▸ **Required actions**:
1. In the coverage thread, what flag inserts the LLVM pass used in the OSX prototype?
2. According to the coverage thread, why would it help for rustc to instrument Rust binaries and tests with LLVM Coverage Instrumentation?

▸ **Page extract**:
It would be better if rustc would be able to instrument rust binaries and tests using LLVM Coverage Instrumentation. This would allow code coverage information to work portably across the supported platforms, as well as produce reliable coverage information.

Ideally, such support would be integrated in an easy to use cargo coverage subcommand and the Rust Language Server, such that IDEs can use this information to guide the user while writing tests.

alexcrichton commented 8 years ago

I know I'd love to see this work! Do you know what it would entail in terms of what the hoops a prototype would have to jump through? Also, does this work reliably on platforms like Windows? Or is it still best on Linux and "works mostly elsewhere"?

gnzlbg commented 8 years ago

A prototype would need to generate the LLVM IR for the instrumentation, for that it needs to generate a mapping between source ranges and performance counters (I would start with just functions). Then it needs to generate and embed the IR in the object files. It would be a good idea to look how clang then outputs this into a file to use the same format (which is documented), and test that we can read it with llvm-cov in linux and macos (don't know about windows support but since clang is gaining full windows support if its not there it will be there soon).

I think that would be enough for a prototype, from there we can move on to generating instrumentation for conditionals (match/loop/jumps/ifs...) and blocks (how many iterations was a loop body executed). We could go down to expressions, but then it would be wise to offer users a way to control how much instrumentation is generated: functions, branches, and loops (which are branches) is typically enough. We should then support skipped regions (for conditional compilation), expansions (for macros, maybe plugins), and dealing with unreachable code (there is a performance counter that is always zero for that).

The meat of the work is in the source=> performance counter mapping, generating the IR, and generating the conforming output. llvm-cov works at least on mac and linux, but IIRC clang has options to generate coverage information even for particular gcov versions. The source code for all this is available so taking a look wouldn't hurt.

Also, does this work reliably on platforms like Windows? Or is it still best on Linux and "works mostly elsewhere"?

It works on Mac and Linux, don't know about Windows. Even if it doesn't work everywhere, this is probably the way to make it work in as much platforms as possible anyways. Clang support on windows is pretty good already and it is only getting better.

alexcrichton commented 8 years ago

@sujayakar's done some awesome work to prototype this on OSX at least, discovering:

For now, codegen-units probably has to be one to make this work (worth investigating)
The pass to insert into LLVM is -C passes=insert-gcov-profiling
The runtime support is available through -C link-args=-lclang_rt.profile_osx, and that library
This runtime support lives around the directory xcrun --find clang in a path like usr/lib/clang/7.3.0/lib/darwin/libclang_rt.profile_osx.a.

▸ **Provided information**:
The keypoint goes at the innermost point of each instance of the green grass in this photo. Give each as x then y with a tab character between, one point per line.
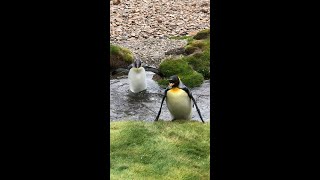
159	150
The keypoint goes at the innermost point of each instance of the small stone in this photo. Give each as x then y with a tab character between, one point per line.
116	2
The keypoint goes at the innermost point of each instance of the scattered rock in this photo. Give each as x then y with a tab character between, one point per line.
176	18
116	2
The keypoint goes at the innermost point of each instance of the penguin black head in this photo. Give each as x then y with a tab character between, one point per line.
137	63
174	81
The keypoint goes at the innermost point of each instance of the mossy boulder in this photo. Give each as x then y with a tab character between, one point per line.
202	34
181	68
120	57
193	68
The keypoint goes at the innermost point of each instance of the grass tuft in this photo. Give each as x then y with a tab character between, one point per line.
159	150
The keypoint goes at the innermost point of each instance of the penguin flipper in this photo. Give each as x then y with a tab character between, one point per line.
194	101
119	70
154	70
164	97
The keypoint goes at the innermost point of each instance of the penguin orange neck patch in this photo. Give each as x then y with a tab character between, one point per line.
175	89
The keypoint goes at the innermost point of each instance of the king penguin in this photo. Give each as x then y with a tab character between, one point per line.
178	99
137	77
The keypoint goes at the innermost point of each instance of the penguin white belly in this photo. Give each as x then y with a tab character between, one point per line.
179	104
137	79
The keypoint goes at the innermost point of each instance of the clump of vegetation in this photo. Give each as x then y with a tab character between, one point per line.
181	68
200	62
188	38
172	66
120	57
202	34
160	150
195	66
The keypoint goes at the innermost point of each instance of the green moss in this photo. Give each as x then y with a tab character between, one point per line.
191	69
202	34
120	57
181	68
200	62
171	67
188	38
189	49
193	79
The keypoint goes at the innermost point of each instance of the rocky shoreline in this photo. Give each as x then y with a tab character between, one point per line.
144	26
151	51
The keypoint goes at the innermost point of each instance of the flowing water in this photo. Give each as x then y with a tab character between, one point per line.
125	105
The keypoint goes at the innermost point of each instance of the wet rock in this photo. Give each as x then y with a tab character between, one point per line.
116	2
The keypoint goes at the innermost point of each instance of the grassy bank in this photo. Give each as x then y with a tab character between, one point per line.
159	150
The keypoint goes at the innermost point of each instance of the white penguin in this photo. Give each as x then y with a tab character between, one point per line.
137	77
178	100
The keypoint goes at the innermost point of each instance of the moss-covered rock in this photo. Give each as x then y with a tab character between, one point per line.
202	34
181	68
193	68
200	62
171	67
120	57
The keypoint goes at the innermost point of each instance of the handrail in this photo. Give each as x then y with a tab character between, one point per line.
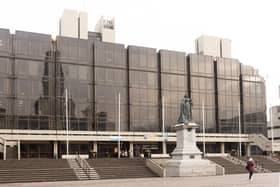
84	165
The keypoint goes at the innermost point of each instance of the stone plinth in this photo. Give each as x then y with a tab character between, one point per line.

▸ **Outputs in order**:
1. The flag is -C passes=insert-gcov-profiling.

2. It would let code coverage information work portably across the supported platforms and would produce reliable coverage information.